### Problem set
1. In the article on idling a car to warm it up in winter, what range of recommendations did the author get after calling half a dozen mechanics?
2. Pick up the article on warming up a car in winter right after its final line and keep writing.

### Passage to read
+--

Should you warm up your engine by letting your car idle in the winter? – Business Insider
- Car manufacturers don’t have consistent advice on how long you should idle your car in the cold.
- So it’s no wonder mechanics don’t all agree on the subject, either.
- Generally speaking, idling your car for about 30 seconds when it’s cold can help it run smoothly.
It’s cold outside and you’re running late. Is it OK to just start your car and go, or should you wait for the engine to warm up a bit before hitting the road?
This winter, I’ve often found myself in this predicament and it’s made me wonder whether my impatience — and poor time management — is taking a toll on my car, or the environment.
So, I did what anyone might do: I called my mechanic. Then for good measure, I called a second mechanic. To my surprise, they had completely different pieces of advice.
One said to idle the car for three to five minutes before driving while the other said I didn’t need to wait at all. I called a third mechanic to settle the matter, but he merely told me something entirely different, which was to wait 30-60 seconds.
At that point, I was on a mission. I called half a dozen mechanics across half a dozen states for some semblance of clarity. I got recommendations that ranged from 0 seconds to 10 minutes.
Why all the confusion?

+--

### Data listing
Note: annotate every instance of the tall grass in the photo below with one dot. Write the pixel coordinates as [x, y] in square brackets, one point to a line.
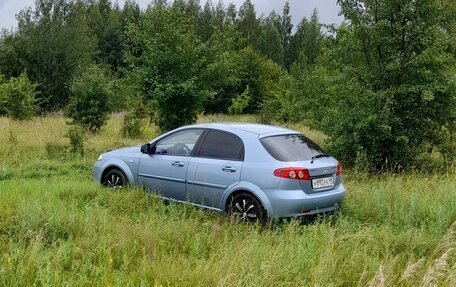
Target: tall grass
[59, 228]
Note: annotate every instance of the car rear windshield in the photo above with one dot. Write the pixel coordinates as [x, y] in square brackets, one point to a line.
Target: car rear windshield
[292, 147]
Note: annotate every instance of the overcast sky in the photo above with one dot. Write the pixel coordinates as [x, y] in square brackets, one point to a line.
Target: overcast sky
[327, 9]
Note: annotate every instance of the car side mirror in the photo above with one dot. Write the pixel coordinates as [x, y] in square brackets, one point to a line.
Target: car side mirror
[148, 148]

+--

### Solved problems
1. Recommendations ranged from 0 seconds to 10 minutes.

2.
Massive snowstorm hit Toronto, Ontario, Canada, on January 25, 2023. The storm is expected to drop between 20-25 centimeters total snowfall accumulation across the Greater Toronto Area and officials are calling the most significant winter storm of the season so far.
Creative Touch Imaging Ltd./NurPhoto via Getty Images
It’s no wonder there’s confusion. But, let me first say it’s not because of the common myth: that cars before the 1980s ran on carburetors, which had to be warmed up for several minutes in the cold or they would stall out, and therefore modern engines need the same (they don’t).
It’s true carburetor engines and the cold don’t get along, but it’s not why the more than 30 mechanics I spoke with couldn’t agree on how long I should warm up my 2013 Honda Civic. They obviously knew my Honda doesn’t have a carburetor.
The confusion falls somewhat on car manufacturers.
In a report from Oak Ridge National Laboratory, researchers compiled idling recommendations from owner’s manuals across various makes including Ford, Chevrolet, Honda, BMW, Lincoln, and many more.
Some manufacturers lacked any advice on idling time — my Honda’s owner’s manual falls into this category. Others like Ford and Chevrolet recommended idling for no more than 30 seconds after starting.
Whereas Infinity and Nissan advised idling for at least 30 seconds. And Toyota suggested idling for “some dozens of seconds” — …….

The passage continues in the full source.